**EXCERPT TO READ:**
2                    DISCONNECT FUEL LINES AS NECESSARY AND IMMEDIATELY CAP OFF.  A WELL KNOWN METHOD IS TO INSERT A BOLT IN THE RUBBER FUEL LINE AND INSTALL A MINI CLAMP TO SEAL OFF LEAKING FUEL. USE EXTRA CAUTION ON FUEL INJECTED SYSTEMS, THE PRESSURE CAN BE 10 TIMES THE PRESSURE OF A CARBURETED SYSTEM. NEVER USE A DROP LIGHT WHEN WORKING NEAR GASOLINE OR FUMES, IF THE DROP LIGHT FALLS AND THE BULB BREAKS THE GLOWING FILAMENT CAN IGNITE THE GAS OR FUMES CAUSING AND INSTANT FIRE.

3                    NEVER DISCONNECT ANY AIR CONDITION LINES ! THEY HAVE HIGH PRESSURE REFRIGERANT WHICH CAN CAUSE SEVERE BURNS OR EYE DAMAGE.  IF THE AIR CONDITION COMPRESSOR MUST BE REMOVED LEAVE LINES ON COMPRESSOR, UNBOLT WITH THE LINES ATTACHED AND TIE COMPRESSOR UP OUT OF THE WAY WITH A PIECE OF ROPE TO THE INSIDE FENDER.

4                    REMOVE HOOD BEING CAREFUL WITH HOOD SPRINGS AND HINGESMANY FINGERS HAVE BEEN LOST HERE. BEFORE LOOSENING HINGE BOLTS SCRIBE THEIR LOCATION FOR EASIER HOOD ALIGNMENT WHEN REINSTALLING HOOD.

5        TAG ANY WIRES AND VACUUM LINES FOR PROPER LOCATION ON REASSEMBLY.

6                    KEEP ALL TOOLS CLEAN, AND USE PROPER SIZE SOCKETS.

**INFORMATION SHOWN:**
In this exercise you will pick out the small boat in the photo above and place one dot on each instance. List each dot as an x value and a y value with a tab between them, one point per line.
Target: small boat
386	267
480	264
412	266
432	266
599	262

**PROBLEM REQUIREMENTS:** Write what comes after step 6 in the numbered under-the-hood safety steps above, starting with step 7.

**EXERCISE ANSWER:**
7                   USE SMALL PLASTIC BAGS AND A MAGIC MARKER TO PROPERLY IDENTIFY BOLTS THAT YOU TAKE OFF SO THEY CAN BE INSTALLED CORRECTLY IN THE PROPER LOCATION UPON REASSEMBLY.

8                   ANY PARTS REMOVED SHOULD BE INSPECTED FOR WEAR OR FLAWS.  KEEP A LIST OF NEW PARTS TO BE ORDERED.

9                   WHEN IT TIME TO JACK UP YOUR VEHICLE TO DISCONNECT UNDER THE VEHICLE YOU WILL NEED THE FOLLOWING—A JACK THAT HAS THE PROPER CAPACITY TO LIFT THE VEHICLE, JACK STANDS THAT HAVE THE PROPER CAPACITY TO SUPPORT THE VEHICLE —- NEVER GO UNDER A VEHICLE THAT IS ONLY HELD UP BY A JACK. THE BEST WAY IS TO START OUT ON LEVEL SOLID GROUND CEMENT IS BEST, LIFT THE VEHICLE WITH THE JACK AT THE PROPER LIFTING POINTS THEN PROPERLY SET THE JACK STAND AND LOWER THE VEHICLE ON TO STAND. ONCE VEHICLE IS SAFELY LIFTED AND SECURED THEN USE A CREEPER TO GO UNDER IT. YOU WILL NEED SAFETY GLASSES BECAUSE ANYTHING YOU DISCONNECT UNDER VEHICLE WILL HAVE A LOT OF RUST AND ROAD DIRT ON IT.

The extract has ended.